### Document extract:
[BEGIN]
If it wasn’t already obvious, here’s a clue:

Yes, we are trying to dissuade Asher from drinking out of the landscape pond. Unfortunately, he will move right past a clean bowl of water to the pond and ignore the blockade by stepping through the reeds to lap up anyway.

I don’t know if my perception is accurate or simply a figment of my imagination, but the fact that Asher tends to drink from any puddle he comes upon no matter how gross it looks might be echoes from the life he led as a stray before being rescued. One morning we came upon tall grass that bent over our path due to the weight of water droplets from dew. Asher began licking the water droplets off the blades.

He lived in a foster home for six months and I’m confident they provided as much water from a bowl as he would ever want. It strikes me as odd that he shows this tendency to act like he must drink any water he comes upon.

Our pond is probably attractive because there’s just SO MUCH water but Cyndie puts chemicals in it to control algae and enhance pond health so we’d prefer he not automatically resort to this option whenever we are romping around in the backyard and he is off leash.
[END]
### Supplied data:
[BEGIN]
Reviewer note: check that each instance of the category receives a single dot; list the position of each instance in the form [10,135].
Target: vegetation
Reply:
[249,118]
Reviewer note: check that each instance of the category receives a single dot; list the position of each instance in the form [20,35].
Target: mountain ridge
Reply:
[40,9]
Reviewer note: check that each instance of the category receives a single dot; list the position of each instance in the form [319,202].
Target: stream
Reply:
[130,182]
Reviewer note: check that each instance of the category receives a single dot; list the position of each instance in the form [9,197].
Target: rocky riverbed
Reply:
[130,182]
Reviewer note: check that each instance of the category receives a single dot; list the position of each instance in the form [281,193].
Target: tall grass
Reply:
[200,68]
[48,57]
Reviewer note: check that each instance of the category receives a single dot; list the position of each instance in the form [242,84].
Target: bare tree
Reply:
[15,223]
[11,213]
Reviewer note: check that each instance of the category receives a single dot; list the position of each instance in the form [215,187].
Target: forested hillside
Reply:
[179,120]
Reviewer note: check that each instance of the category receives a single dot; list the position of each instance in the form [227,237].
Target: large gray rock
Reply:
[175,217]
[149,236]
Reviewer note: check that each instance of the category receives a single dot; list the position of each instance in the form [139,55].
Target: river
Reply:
[END]
[BEGIN]
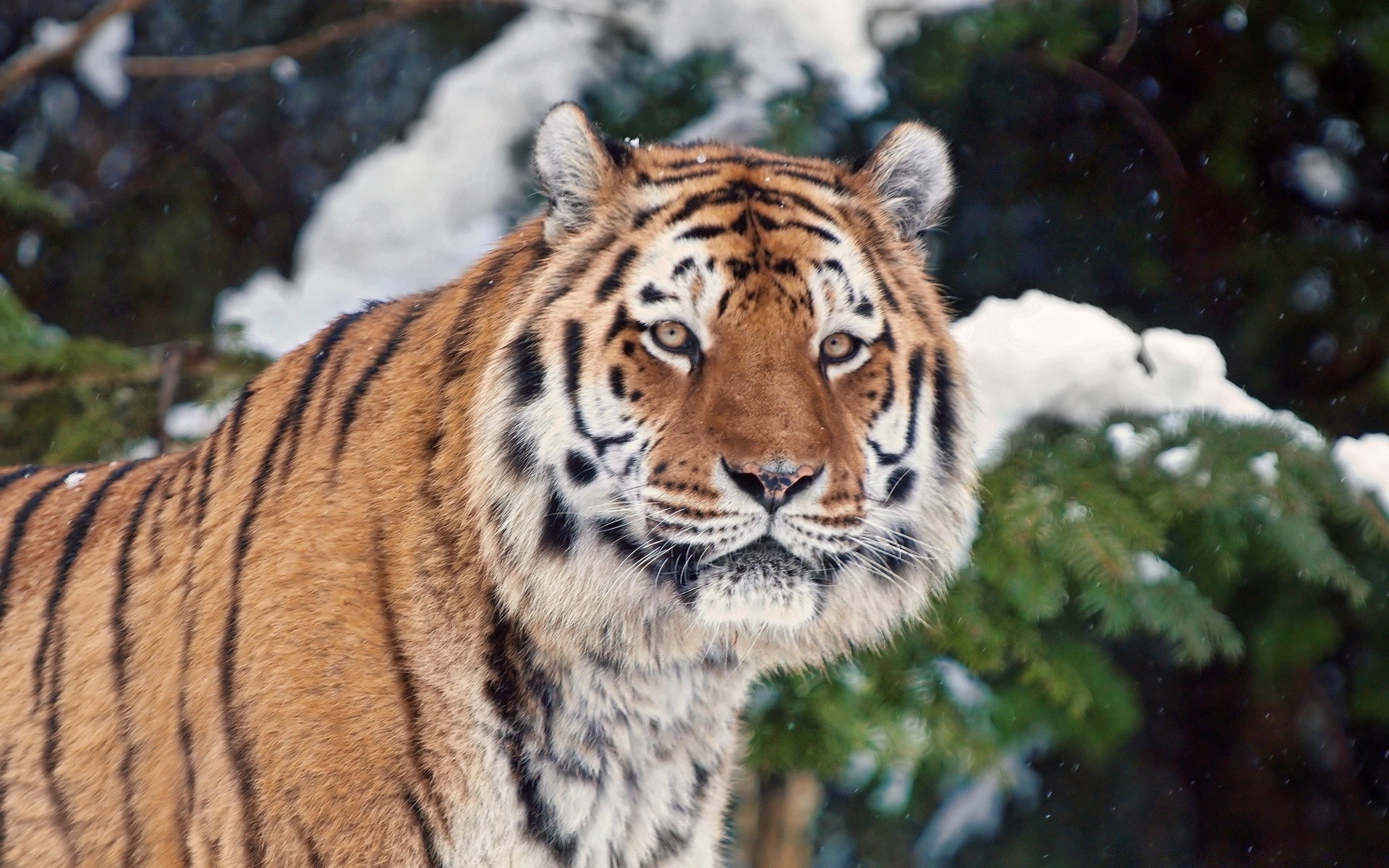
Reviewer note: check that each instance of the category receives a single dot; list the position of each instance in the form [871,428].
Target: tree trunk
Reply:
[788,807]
[END]
[BEGIN]
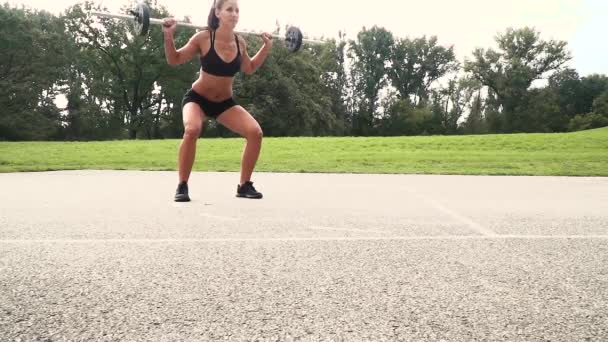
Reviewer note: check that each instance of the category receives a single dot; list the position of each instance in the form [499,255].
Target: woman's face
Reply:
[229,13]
[END]
### Set exercise 1:
Please reproduce the text about Asher and the pond from "I don’t know" through "is off leash.", inclusive.
### Set exercise 2:
Collect every line of the rows that contains the string "Target".

### Finished answer 1:
I don’t know if my perception is accurate or simply a figment of my imagination, but the fact that Asher tends to drink from any puddle he comes upon no matter how gross it looks might be echoes from the life he led as a stray before being rescued. One morning we came upon tall grass that bent over our path due to the weight of water droplets from dew. Asher began licking the water droplets off the blades.

He lived in a foster home for six months and I’m confident they provided as much water from a bowl as he would ever want. It strikes me as odd that he shows this tendency to act like he must drink any water he comes upon.

Our pond is probably attractive because there’s just SO MUCH water but Cyndie puts chemicals in it to control algae and enhance pond health so we’d prefer he not automatically resort to this option whenever we are romping around in the backyard and he is off leash.

### Finished answer 2:
Target: vegetation
Target: mountain ridge
Target: stream
Target: rocky riverbed
Target: tall grass
Target: bare tree
Target: forested hillside
Target: large gray rock
Target: river
Target: tree trunk
Target: woman's face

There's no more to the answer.